### Goal:
Pick out every line of the records below that contains the word "leaf", and copy each one.
** START OF Dataset records **
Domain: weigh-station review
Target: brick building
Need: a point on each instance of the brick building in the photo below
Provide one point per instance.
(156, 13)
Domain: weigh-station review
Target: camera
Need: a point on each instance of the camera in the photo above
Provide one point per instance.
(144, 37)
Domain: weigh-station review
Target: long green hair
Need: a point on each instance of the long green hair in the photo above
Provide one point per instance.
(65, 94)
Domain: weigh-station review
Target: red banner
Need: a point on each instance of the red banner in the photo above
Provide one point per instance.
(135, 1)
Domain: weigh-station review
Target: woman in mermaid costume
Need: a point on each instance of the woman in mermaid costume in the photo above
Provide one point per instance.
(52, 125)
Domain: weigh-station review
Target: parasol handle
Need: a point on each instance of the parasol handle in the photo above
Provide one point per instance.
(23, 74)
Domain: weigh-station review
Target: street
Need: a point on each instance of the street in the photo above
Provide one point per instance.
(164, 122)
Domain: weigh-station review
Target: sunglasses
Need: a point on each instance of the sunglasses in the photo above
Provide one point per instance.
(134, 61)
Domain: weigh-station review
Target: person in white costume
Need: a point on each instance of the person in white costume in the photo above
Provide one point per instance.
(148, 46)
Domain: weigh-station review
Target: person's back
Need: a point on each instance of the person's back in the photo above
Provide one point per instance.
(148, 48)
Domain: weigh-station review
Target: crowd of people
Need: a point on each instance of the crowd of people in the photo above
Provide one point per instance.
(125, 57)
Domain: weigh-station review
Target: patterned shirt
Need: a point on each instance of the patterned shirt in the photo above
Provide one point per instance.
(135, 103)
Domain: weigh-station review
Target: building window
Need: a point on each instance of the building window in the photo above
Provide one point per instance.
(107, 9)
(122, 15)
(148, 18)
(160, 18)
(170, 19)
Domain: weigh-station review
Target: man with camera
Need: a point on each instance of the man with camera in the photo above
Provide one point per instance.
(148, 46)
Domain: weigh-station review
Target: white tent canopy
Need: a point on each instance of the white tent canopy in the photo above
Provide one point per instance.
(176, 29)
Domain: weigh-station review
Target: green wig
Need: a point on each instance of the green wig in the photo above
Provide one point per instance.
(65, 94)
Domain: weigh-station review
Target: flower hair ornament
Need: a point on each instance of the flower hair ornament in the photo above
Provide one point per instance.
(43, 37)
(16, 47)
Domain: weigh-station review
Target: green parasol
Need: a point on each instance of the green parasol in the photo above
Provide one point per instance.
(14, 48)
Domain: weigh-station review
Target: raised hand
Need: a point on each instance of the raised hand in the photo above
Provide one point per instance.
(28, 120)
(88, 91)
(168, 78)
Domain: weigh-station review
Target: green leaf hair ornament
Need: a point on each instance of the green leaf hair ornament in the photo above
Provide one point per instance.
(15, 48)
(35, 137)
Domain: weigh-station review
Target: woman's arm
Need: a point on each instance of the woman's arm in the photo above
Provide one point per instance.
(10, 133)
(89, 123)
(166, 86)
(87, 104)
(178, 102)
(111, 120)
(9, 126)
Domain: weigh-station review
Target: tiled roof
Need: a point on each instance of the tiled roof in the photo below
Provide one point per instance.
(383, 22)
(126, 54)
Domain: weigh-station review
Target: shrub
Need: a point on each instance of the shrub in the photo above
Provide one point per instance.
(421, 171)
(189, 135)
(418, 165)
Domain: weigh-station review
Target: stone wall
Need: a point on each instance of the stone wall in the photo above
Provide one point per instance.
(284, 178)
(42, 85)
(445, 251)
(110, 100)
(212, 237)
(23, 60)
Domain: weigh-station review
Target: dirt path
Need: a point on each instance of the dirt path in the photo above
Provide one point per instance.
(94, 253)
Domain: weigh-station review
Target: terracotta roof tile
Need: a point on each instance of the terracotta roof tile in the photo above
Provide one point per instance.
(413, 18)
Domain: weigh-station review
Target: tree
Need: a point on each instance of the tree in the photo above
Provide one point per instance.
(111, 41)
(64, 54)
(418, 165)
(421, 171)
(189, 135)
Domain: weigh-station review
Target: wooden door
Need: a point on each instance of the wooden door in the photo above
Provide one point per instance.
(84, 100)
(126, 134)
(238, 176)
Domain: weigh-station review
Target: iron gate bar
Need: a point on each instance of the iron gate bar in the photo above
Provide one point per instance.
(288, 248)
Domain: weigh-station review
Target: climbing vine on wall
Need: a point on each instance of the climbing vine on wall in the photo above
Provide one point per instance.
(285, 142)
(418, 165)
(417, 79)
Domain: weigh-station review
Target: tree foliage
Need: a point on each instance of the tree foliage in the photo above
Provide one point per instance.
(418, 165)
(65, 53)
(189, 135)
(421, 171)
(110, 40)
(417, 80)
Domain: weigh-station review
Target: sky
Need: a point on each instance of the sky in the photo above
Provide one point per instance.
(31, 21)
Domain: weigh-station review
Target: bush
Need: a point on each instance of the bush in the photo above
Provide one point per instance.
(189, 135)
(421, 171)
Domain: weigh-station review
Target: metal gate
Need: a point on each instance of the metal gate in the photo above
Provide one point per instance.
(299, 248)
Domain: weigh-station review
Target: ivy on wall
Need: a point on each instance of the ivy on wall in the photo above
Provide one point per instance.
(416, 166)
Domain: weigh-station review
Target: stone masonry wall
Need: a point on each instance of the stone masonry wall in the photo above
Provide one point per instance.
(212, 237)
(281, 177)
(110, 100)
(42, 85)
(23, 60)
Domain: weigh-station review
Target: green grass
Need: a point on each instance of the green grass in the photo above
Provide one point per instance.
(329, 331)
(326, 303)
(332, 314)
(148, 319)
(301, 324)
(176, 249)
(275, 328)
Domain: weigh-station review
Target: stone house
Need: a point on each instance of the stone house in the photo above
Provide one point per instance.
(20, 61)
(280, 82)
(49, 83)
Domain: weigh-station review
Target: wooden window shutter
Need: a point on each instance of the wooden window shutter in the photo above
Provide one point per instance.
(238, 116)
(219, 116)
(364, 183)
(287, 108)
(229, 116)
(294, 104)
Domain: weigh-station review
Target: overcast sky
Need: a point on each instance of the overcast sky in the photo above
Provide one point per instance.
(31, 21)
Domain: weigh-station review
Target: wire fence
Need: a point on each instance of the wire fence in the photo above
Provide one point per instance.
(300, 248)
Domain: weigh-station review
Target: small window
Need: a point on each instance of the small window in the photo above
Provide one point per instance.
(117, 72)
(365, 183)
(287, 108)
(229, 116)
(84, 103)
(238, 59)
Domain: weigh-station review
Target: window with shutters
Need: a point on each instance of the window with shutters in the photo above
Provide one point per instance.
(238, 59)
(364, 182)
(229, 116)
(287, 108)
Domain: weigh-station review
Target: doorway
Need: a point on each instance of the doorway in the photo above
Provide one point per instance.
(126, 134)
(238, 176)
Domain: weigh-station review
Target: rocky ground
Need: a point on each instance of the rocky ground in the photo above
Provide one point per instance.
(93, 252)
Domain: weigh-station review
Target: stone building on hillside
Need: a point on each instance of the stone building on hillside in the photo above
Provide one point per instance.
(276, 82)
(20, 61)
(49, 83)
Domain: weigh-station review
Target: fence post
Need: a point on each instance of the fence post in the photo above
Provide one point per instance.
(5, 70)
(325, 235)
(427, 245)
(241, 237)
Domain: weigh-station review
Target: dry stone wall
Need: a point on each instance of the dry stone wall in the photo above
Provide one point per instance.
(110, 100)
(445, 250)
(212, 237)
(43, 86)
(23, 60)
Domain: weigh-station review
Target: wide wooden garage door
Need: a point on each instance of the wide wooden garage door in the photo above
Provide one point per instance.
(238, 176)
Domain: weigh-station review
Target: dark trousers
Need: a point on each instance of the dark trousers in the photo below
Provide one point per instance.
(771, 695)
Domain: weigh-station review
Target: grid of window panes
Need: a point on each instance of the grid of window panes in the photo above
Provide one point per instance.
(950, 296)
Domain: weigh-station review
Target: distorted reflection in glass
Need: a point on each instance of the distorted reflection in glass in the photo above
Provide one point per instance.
** END OF Dataset records **
### Response:
Target: green leaf hair ornament
Need: a point on each instance of the green leaf hair ornament in the photo above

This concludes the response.